An end piece 521 includes a nozzle 522 and is coupled to the case housing 508, 510. The nozzle 522 extends into an earpiece 530 that frictionally engages the user's ear canal. The earpiece 530 includes a rigid plastic cylinder 532 that forms an opening and foam sleeve 534. Alternatively, earpiece 530 is made of plastic or silicone material, and has functional features of sleeve 534, which frictionally engages the ear canal, as well as function features of cylinder 530, which frictionally engages the nozzle 522. A plug 550 resides within the cylinder 532.

The sleeve 534 is compressible and forms to fit and frictionally engage the user's ear canal. The sleeve is sufficiently rigid that the entire headset assembly is supported by the engagement of the ear piece with the user's ear canal and without the need for additional tabs, fitments or other structure that engages the user's outer ear. It is not necessary for the wire 514 to engage the user's ear to support the unit within a user's ear. The cable shown in Figure 5 could engage a user's left ear to help support the unit. The cable 514 could also extend from the case 510 and drop straight down and not engage the user's outer ear. In that case, the frictional engagement of the earpiece 530 in the user's ear canal adequately supports the unit.

Thus, the in-ear design can provide comfortable support for lightweight headset boom without additional ear fitments.

In an alternative embodiment, a microphone is attached to the cable 514 at a point further along the length of the cable. This "lavalier-style" arrangement is similar to existing mobile phone "earbud" dangling-microphone headsets, as is known.

FIG. 6 shows additional detail of structural components of a control and volume assembly included in an embodiment of the invention. An upper cover 602 is affixed to a lower cover 604. The covers house controls for the communication headset that can perform various functions, for example, a volume control 610 and a mute control 612. Control 610 is a potentiometer and control 612 is a slide switch. The potentiometer rotates about a thumbwheel 614. Flex relief portions 616 and 618 extend from openings formed by the top cover 602 and the bottom cover 604.

* * * * *

GIVEN INSTRUCTION -> In one to three sentences, explain why the headset passage says the cable 514 doesn't have to engage the user's ear. You won't need the items that follow to do this work.

DATASET ROWS ->
* * * * *

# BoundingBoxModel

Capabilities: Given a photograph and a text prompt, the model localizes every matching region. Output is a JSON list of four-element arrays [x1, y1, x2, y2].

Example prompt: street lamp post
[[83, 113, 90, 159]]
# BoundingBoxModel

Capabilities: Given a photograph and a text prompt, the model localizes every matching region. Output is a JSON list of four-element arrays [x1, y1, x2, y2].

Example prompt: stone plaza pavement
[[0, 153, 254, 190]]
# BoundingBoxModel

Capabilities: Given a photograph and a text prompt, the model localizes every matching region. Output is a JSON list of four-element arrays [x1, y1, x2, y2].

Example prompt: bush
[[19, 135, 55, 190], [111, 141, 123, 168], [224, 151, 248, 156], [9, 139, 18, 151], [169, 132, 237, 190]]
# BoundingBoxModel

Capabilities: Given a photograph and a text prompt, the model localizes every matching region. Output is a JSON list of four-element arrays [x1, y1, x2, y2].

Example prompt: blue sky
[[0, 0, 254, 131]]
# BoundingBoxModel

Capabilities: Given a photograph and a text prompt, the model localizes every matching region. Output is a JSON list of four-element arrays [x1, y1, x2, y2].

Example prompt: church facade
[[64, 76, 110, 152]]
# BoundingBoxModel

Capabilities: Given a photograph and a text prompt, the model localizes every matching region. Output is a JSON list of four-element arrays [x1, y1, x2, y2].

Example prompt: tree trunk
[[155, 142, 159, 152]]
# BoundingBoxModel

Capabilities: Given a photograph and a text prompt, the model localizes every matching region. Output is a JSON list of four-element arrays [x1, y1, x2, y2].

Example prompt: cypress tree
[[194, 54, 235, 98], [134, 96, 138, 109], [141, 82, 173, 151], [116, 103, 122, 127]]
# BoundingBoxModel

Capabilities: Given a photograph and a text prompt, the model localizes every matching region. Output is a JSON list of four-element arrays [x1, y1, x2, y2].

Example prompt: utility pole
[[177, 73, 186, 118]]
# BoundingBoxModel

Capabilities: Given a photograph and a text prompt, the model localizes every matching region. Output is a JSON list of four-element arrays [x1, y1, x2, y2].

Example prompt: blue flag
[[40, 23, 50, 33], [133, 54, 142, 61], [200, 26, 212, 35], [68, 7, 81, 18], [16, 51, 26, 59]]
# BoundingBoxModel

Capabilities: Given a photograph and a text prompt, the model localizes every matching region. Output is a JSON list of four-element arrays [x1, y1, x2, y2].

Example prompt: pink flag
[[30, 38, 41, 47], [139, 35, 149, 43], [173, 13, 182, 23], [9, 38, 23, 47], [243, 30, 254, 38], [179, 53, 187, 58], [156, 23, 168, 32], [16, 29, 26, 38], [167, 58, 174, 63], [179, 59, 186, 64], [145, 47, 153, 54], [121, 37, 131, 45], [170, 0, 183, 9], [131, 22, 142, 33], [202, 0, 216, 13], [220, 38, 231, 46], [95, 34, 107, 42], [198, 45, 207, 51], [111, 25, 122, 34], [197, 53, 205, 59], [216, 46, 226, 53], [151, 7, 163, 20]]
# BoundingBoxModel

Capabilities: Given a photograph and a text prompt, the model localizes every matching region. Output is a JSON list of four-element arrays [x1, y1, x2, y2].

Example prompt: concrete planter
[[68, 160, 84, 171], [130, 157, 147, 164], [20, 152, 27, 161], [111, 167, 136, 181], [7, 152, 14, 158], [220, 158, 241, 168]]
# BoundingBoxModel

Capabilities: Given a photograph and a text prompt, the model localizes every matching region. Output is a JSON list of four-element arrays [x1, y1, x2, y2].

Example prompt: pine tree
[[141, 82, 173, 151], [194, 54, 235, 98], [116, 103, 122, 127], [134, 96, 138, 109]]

* * * * *

ANSWER FOR THIS EXERCISE -> The compressible sleeve 534 fits and frictionally grips the user's ear canal. It is rigid enough that this grip alone supports the whole headset assembly, with no extra tabs or fitments on the outer ear. Even if the cable drops straight down from the case 510, the earpiece 530's frictional engagement in the ear canal holds the unit in place.